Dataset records
□ □ □ □ □ □ □

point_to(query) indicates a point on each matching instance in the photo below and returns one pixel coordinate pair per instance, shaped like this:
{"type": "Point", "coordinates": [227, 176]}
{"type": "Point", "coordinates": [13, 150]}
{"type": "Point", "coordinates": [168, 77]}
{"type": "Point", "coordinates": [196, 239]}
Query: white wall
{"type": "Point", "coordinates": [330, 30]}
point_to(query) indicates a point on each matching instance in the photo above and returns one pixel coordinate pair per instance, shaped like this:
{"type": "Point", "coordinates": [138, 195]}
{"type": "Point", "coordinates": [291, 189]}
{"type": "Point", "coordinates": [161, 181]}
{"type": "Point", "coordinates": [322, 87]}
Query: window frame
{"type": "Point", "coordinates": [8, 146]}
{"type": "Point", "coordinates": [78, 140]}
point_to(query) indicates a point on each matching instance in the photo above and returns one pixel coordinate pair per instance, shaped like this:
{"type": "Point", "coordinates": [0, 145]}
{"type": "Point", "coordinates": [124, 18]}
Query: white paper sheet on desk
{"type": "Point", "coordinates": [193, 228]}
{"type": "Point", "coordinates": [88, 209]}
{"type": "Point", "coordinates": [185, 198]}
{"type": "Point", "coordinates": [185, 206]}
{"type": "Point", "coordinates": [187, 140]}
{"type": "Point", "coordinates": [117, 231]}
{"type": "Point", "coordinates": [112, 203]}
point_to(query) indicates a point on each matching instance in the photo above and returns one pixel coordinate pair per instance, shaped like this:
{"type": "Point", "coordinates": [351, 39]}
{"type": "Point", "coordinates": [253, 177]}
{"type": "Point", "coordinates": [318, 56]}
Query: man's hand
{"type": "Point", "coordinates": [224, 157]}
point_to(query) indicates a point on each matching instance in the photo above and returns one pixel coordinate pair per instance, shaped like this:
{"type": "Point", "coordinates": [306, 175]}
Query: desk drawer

□ □ □ □ □ □ □

### PROBLEM TO WORK ON
Provide an exact reproduction of all the entries shown above.

### EXERCISE RESPONSE
point_to(query) indicates a point on each matching instance in the photo below and returns one pixel coordinate pair per instance, shaped like this:
{"type": "Point", "coordinates": [227, 176]}
{"type": "Point", "coordinates": [13, 150]}
{"type": "Point", "coordinates": [168, 77]}
{"type": "Point", "coordinates": [196, 239]}
Query: white wall
{"type": "Point", "coordinates": [330, 30]}
point_to(query) indicates a point on each matching instance in the photo above and returns one pixel coordinate pair per instance, shaped like this:
{"type": "Point", "coordinates": [138, 195]}
{"type": "Point", "coordinates": [291, 189]}
{"type": "Point", "coordinates": [161, 181]}
{"type": "Point", "coordinates": [322, 87]}
Query: window frame
{"type": "Point", "coordinates": [8, 146]}
{"type": "Point", "coordinates": [78, 140]}
point_to(query) indicates a point on each matching instance in the photo above and returns one pixel coordinate pair per instance, shaped like this:
{"type": "Point", "coordinates": [0, 145]}
{"type": "Point", "coordinates": [124, 18]}
Query: white paper sheet on desk
{"type": "Point", "coordinates": [193, 228]}
{"type": "Point", "coordinates": [88, 209]}
{"type": "Point", "coordinates": [185, 198]}
{"type": "Point", "coordinates": [185, 206]}
{"type": "Point", "coordinates": [187, 140]}
{"type": "Point", "coordinates": [117, 231]}
{"type": "Point", "coordinates": [112, 203]}
point_to(query) indicates a point on each matching instance in the photo above and returns one pixel coordinate pair per instance, shaped like this:
{"type": "Point", "coordinates": [351, 39]}
{"type": "Point", "coordinates": [253, 177]}
{"type": "Point", "coordinates": [318, 56]}
Query: man's hand
{"type": "Point", "coordinates": [224, 157]}
point_to(query) indicates a point on each matching instance in the photo above and returns one pixel coordinate pair per instance, shaped like this:
{"type": "Point", "coordinates": [306, 175]}
Query: desk drawer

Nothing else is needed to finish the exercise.